> Written exercise:
Reproduce the lines below verbatim, beginning at the line that has "of the seagull" and continuing through the last line.
____ Exercise inputs
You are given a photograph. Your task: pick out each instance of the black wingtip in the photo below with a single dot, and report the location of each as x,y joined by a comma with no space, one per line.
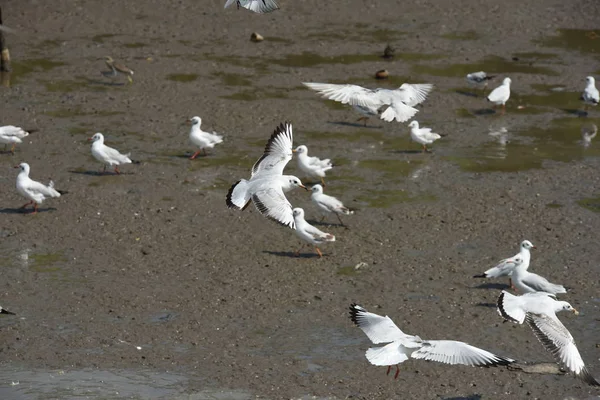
500,305
229,194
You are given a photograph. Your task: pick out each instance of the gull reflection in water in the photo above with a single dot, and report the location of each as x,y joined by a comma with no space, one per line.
588,132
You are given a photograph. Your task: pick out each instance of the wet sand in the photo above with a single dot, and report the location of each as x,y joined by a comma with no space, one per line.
215,298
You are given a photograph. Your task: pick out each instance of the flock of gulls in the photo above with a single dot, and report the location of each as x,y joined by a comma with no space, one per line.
536,305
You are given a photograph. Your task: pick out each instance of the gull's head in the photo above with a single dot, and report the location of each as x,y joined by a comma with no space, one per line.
526,244
317,188
300,150
195,121
98,137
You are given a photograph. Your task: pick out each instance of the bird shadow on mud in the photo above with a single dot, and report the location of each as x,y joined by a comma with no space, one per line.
98,173
24,210
354,124
292,254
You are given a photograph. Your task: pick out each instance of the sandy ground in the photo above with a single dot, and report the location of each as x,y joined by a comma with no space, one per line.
153,258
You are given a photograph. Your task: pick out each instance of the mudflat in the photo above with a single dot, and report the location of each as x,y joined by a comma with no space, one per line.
144,285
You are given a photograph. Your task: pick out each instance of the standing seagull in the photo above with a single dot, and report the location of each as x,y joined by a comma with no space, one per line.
506,267
118,68
423,136
258,6
267,183
501,94
312,166
12,135
36,192
370,102
590,95
107,155
309,233
539,311
328,204
527,282
401,346
201,139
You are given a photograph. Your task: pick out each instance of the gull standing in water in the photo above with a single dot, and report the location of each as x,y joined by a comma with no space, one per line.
527,282
107,155
36,192
313,167
203,140
309,233
267,183
370,102
258,6
12,135
328,204
506,267
590,95
539,310
423,136
501,94
401,346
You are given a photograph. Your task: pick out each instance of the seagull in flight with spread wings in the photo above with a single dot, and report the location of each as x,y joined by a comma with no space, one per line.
371,102
267,183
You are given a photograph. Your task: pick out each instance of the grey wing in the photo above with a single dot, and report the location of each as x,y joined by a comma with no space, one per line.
________
> Correct result:
You are given a photograph. Your task: pick out each instance of the seagull in flight with spread wings in the photo above with a single dot, and report the location of each as x,y joined by a comma with no space, one per line.
371,102
267,183
You are given a photograph. Your task: pick out each instance of the grey wing in the photo above with a single dot, and report the location of each as x,y joined by a comma with no space, one per line.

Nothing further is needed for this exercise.